*The task*
When you reach the line that contains "Target: stadium crowd" in the data below, start reproducing lines exactly, and stop after the line that contains "Where can the raised".

Referring expression data:
---

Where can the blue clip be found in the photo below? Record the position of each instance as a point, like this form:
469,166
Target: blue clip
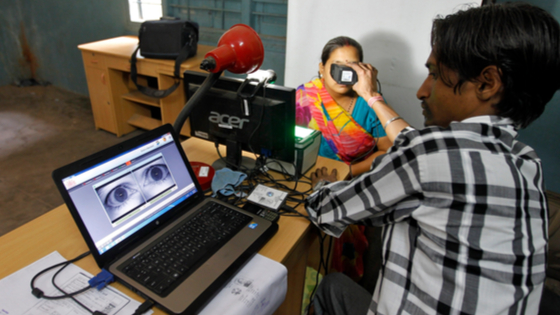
101,280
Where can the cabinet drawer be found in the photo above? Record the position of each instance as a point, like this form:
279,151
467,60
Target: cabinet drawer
92,59
117,63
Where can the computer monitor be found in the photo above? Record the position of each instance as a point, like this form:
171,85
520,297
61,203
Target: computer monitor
263,124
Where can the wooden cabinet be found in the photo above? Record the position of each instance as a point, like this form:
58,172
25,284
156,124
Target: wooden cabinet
117,105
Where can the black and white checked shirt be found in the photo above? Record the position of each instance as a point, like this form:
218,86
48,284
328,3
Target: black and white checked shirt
465,220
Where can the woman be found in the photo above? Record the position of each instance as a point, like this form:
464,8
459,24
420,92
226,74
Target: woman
350,128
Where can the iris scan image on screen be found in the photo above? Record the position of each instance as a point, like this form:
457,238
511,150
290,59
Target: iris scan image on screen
122,196
154,178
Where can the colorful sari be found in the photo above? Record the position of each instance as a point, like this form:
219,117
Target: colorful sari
316,109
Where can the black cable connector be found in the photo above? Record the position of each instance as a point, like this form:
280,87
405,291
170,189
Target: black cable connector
38,293
144,307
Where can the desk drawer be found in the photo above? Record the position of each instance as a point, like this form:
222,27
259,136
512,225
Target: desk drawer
118,63
92,59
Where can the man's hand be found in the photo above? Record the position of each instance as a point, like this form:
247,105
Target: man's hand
323,174
366,86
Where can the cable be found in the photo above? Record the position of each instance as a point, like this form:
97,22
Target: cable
40,294
144,307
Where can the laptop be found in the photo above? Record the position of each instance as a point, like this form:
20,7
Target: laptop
146,220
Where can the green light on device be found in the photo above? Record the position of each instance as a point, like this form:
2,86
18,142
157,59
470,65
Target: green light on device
302,132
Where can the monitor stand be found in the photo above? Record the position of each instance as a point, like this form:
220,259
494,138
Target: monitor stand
235,160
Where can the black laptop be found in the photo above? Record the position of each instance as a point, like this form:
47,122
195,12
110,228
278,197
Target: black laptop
146,220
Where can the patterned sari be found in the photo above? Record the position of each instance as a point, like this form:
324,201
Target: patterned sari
316,109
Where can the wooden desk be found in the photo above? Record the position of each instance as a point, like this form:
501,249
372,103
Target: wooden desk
117,105
56,230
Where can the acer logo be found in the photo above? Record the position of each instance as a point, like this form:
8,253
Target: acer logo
227,121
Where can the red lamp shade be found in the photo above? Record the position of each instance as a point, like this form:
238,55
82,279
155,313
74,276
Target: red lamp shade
240,50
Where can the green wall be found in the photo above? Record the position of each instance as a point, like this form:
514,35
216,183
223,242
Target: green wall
543,133
39,39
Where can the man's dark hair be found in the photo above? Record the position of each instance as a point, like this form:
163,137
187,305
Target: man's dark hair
338,42
521,40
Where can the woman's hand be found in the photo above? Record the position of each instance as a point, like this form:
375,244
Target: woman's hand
366,86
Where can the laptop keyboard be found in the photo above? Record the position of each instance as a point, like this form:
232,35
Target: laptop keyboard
165,265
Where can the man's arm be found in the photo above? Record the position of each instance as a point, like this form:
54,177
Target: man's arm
375,194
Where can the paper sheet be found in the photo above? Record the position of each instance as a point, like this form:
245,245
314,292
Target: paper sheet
257,289
16,297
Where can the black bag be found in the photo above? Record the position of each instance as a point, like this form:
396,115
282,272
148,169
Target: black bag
165,39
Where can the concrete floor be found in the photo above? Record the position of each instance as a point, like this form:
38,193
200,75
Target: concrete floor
41,129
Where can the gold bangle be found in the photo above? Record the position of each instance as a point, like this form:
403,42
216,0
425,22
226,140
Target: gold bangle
391,120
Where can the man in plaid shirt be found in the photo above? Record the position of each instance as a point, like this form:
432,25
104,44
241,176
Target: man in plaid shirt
461,202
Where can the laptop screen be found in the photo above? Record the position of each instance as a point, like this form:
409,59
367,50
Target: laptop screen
119,196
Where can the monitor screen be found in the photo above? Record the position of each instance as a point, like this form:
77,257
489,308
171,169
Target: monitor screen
263,124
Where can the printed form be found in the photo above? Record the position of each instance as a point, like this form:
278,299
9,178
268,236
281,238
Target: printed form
16,297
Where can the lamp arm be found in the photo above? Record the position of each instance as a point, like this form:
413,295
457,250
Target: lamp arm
193,101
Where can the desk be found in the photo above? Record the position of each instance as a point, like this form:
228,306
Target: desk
117,105
56,230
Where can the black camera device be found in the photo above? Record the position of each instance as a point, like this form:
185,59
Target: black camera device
343,74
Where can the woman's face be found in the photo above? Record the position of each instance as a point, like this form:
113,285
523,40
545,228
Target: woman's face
340,55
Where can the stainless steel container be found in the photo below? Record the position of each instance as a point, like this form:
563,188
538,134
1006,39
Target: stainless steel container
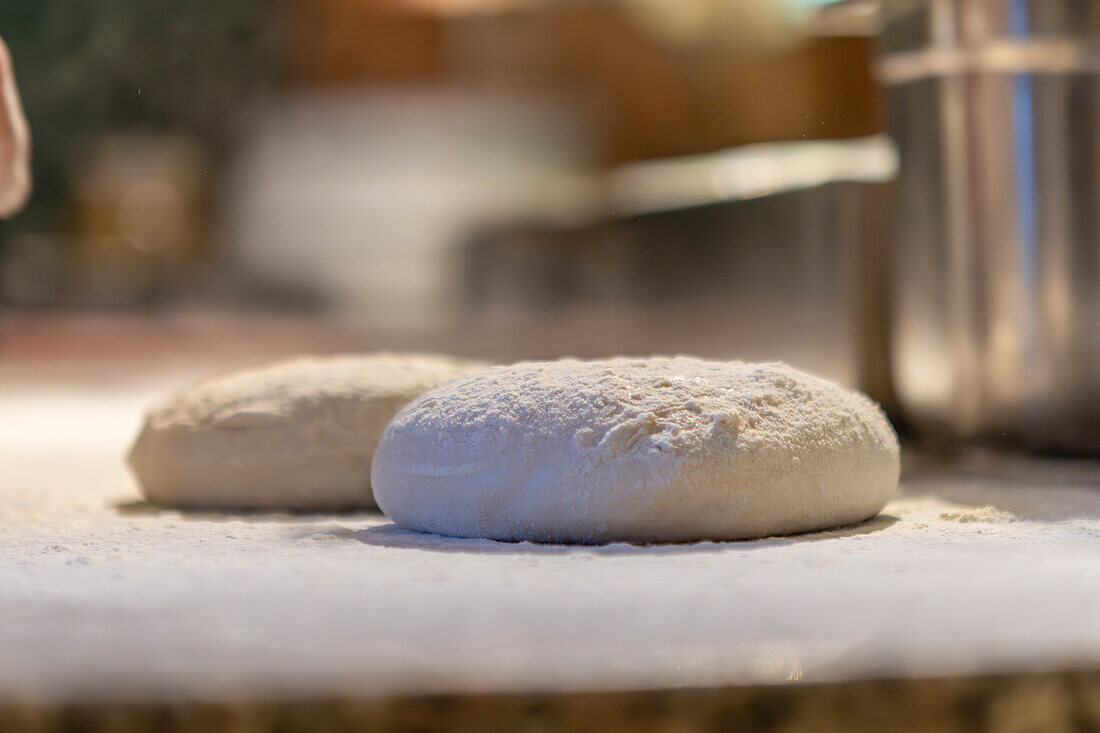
994,106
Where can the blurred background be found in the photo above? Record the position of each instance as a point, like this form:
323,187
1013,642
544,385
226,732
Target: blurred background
504,178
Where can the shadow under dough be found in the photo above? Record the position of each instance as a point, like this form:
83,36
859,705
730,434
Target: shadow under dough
394,537
141,507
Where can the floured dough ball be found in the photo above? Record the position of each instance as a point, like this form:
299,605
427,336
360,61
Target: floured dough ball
297,435
660,449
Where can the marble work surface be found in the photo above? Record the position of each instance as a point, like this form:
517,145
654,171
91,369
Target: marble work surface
983,568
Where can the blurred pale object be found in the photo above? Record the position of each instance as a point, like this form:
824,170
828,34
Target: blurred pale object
140,216
361,198
750,25
14,141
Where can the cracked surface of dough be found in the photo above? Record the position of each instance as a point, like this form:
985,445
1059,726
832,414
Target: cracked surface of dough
657,449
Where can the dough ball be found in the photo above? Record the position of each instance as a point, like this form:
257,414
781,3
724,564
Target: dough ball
660,449
297,435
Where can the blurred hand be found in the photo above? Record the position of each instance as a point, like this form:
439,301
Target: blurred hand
14,141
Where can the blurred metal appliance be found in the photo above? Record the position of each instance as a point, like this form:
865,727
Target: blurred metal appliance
994,106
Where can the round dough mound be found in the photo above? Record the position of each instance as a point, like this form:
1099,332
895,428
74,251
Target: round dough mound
660,449
297,435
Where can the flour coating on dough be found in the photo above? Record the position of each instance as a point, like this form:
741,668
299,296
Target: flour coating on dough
657,449
297,435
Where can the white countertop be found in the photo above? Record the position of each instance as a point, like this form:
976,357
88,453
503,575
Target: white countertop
990,567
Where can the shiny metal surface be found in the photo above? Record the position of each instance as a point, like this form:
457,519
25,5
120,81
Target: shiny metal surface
994,106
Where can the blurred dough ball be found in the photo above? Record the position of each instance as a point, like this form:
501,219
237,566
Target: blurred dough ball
297,435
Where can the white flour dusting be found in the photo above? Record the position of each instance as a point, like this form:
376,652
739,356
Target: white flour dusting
661,449
297,435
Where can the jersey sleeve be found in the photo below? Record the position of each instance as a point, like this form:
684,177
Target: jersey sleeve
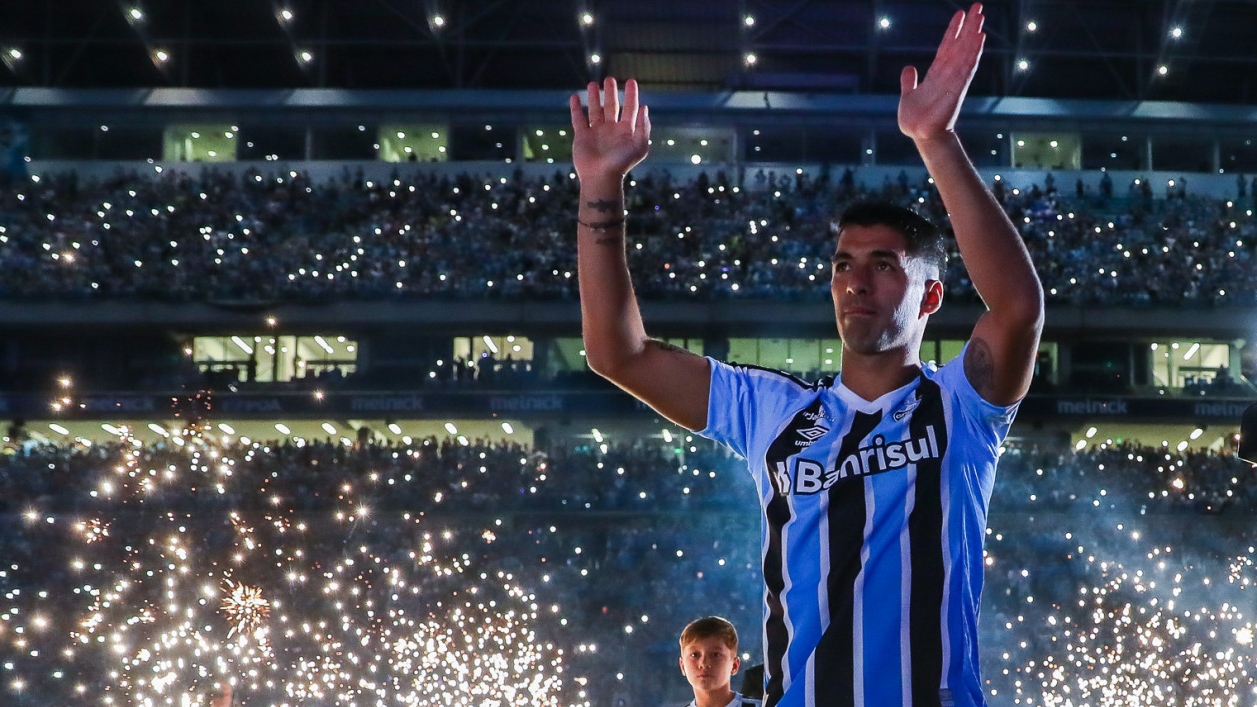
744,405
986,420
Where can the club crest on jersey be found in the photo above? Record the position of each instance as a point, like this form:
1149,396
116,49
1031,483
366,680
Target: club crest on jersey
906,409
810,434
806,476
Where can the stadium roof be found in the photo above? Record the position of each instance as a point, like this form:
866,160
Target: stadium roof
1188,50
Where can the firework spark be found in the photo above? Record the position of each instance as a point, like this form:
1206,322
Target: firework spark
244,606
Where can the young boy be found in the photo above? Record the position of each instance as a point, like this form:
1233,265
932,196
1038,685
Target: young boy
709,659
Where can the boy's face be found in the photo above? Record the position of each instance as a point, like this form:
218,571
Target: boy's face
708,664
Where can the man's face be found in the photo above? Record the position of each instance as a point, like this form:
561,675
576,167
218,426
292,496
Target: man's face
708,664
880,295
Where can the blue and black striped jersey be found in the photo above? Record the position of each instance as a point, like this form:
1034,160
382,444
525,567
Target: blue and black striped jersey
874,520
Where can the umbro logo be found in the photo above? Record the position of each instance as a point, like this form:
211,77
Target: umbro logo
812,434
906,409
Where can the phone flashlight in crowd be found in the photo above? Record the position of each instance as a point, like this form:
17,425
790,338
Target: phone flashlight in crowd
1248,435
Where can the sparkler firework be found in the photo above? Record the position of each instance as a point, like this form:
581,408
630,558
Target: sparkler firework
205,575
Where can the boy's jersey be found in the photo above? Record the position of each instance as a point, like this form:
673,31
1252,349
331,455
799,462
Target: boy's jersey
874,518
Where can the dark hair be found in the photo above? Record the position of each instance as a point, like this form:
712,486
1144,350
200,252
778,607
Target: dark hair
710,627
924,239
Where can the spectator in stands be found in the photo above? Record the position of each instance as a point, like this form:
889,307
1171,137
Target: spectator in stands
831,633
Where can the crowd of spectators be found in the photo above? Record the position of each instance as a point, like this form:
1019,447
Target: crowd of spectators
279,237
621,546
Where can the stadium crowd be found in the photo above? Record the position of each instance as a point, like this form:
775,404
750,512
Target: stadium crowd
279,237
620,546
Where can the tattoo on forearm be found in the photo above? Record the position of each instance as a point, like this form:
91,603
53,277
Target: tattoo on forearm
665,346
605,205
601,225
979,366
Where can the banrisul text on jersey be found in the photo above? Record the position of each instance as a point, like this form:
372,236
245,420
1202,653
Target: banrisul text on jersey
803,476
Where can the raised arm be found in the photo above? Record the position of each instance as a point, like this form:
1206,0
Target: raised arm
999,361
606,145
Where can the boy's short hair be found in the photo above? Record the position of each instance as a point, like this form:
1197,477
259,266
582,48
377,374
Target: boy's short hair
710,627
924,239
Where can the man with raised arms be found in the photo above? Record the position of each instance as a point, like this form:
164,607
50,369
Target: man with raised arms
874,483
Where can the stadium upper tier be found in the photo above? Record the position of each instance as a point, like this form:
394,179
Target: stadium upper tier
762,235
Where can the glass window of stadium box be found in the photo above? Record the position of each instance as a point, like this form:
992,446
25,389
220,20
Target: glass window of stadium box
1175,152
547,144
567,354
803,356
412,142
485,141
204,142
272,142
773,145
828,146
490,355
1194,367
345,142
1047,150
1114,151
122,142
274,359
1238,155
693,145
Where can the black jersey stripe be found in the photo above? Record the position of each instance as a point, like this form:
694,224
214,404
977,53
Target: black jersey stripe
835,652
815,385
777,515
925,539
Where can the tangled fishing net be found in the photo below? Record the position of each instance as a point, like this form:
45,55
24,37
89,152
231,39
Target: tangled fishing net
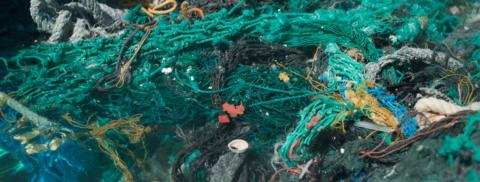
157,92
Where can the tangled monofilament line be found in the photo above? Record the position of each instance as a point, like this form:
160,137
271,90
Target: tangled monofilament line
376,153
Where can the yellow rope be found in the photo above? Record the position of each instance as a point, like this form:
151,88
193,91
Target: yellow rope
369,104
126,126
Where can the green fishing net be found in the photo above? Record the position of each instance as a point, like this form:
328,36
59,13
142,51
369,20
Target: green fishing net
184,72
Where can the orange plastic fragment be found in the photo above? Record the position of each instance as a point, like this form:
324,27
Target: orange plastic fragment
223,118
313,121
233,110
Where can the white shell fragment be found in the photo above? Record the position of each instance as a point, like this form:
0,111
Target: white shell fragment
238,146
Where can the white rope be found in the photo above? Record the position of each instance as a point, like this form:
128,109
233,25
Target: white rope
439,106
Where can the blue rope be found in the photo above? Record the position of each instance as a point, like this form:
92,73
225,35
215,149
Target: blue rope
408,125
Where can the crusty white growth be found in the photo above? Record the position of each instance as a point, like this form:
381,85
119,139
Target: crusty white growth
76,20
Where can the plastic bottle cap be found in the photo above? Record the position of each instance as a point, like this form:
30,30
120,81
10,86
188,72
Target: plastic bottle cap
238,146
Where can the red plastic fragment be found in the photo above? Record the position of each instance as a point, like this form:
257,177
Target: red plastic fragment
233,110
313,121
223,118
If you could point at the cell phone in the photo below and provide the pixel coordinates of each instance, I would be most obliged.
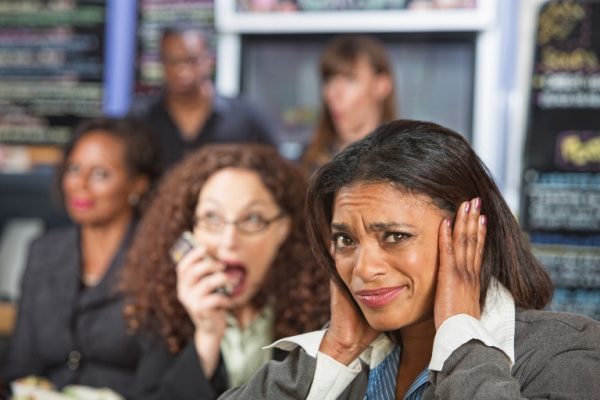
(182, 246)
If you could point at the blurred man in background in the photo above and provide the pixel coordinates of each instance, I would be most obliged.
(188, 113)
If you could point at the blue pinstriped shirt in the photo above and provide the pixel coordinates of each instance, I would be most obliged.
(382, 380)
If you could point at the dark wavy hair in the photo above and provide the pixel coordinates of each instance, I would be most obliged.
(428, 159)
(339, 57)
(294, 279)
(142, 155)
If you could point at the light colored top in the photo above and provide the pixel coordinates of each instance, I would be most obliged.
(242, 349)
(496, 328)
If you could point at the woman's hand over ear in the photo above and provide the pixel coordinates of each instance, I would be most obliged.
(461, 256)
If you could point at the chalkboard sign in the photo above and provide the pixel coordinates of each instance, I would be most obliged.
(561, 181)
(51, 68)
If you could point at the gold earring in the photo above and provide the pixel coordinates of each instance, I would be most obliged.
(133, 199)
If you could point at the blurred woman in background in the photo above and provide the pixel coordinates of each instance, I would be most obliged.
(244, 205)
(357, 95)
(70, 327)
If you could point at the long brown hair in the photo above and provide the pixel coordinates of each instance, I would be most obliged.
(339, 57)
(425, 158)
(294, 279)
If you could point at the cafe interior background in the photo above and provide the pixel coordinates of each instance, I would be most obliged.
(519, 79)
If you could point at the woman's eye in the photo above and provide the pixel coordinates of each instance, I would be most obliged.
(99, 174)
(212, 217)
(254, 217)
(395, 237)
(341, 240)
(72, 169)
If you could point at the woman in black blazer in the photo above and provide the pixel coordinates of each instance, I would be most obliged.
(70, 327)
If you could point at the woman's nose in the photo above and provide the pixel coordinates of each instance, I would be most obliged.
(230, 236)
(369, 262)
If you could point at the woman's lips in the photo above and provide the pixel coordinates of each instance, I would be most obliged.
(379, 297)
(81, 204)
(236, 274)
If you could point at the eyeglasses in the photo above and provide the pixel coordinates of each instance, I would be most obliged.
(248, 225)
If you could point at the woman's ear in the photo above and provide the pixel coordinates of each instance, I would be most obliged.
(140, 185)
(284, 227)
(383, 86)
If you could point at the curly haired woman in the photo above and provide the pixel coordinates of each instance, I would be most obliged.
(244, 205)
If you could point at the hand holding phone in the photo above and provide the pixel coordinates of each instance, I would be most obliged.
(183, 245)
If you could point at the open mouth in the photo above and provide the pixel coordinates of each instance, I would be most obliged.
(236, 274)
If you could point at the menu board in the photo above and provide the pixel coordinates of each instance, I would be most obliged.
(153, 17)
(561, 182)
(51, 68)
(347, 5)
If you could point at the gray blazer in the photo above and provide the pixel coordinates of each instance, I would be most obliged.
(557, 356)
(68, 333)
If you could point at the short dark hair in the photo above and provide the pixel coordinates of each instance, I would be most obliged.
(181, 28)
(142, 154)
(428, 159)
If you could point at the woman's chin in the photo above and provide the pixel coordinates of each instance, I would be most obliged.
(384, 324)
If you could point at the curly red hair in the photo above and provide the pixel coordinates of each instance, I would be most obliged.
(294, 280)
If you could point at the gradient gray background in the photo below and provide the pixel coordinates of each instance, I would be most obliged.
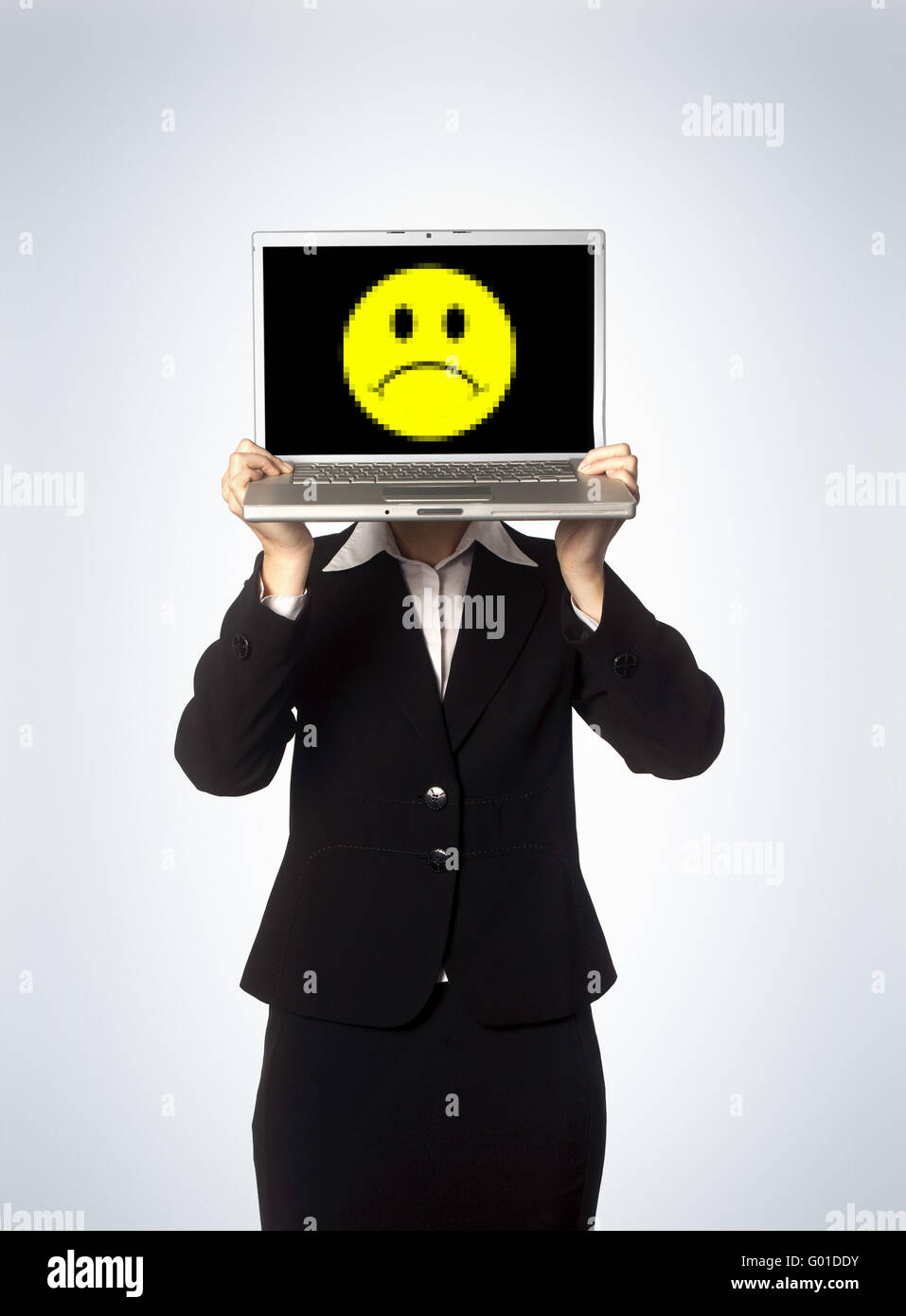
(132, 898)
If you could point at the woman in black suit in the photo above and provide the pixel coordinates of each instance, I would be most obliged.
(430, 953)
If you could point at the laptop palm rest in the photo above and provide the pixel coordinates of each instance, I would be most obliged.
(436, 492)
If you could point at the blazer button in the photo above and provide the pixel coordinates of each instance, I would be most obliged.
(240, 647)
(625, 665)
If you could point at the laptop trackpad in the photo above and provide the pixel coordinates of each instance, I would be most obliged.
(437, 492)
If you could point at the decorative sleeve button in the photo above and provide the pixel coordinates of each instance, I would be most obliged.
(240, 645)
(625, 665)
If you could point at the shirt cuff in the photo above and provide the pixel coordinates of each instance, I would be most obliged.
(583, 616)
(285, 604)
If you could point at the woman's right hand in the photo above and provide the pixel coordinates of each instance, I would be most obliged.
(287, 543)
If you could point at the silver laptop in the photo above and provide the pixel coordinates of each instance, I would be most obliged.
(415, 374)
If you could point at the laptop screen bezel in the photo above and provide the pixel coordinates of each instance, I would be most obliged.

---

*Solution for this task*
Target: stadium crowd
279,237
620,546
Where can the tattoo on forearm be found in the photo above? Record the position of each instance as a point, like this form:
91,603
53,277
Target: tattoo on forearm
665,346
605,205
601,225
979,366
Where can the banrisul text on jersey be found in the photo above? Record the position of each instance as a point, like this form:
372,236
245,420
1202,653
Target: banrisul text on jersey
803,476
Where can the raised arm be found in the photo above? Record the position of each instance as a point, like this form:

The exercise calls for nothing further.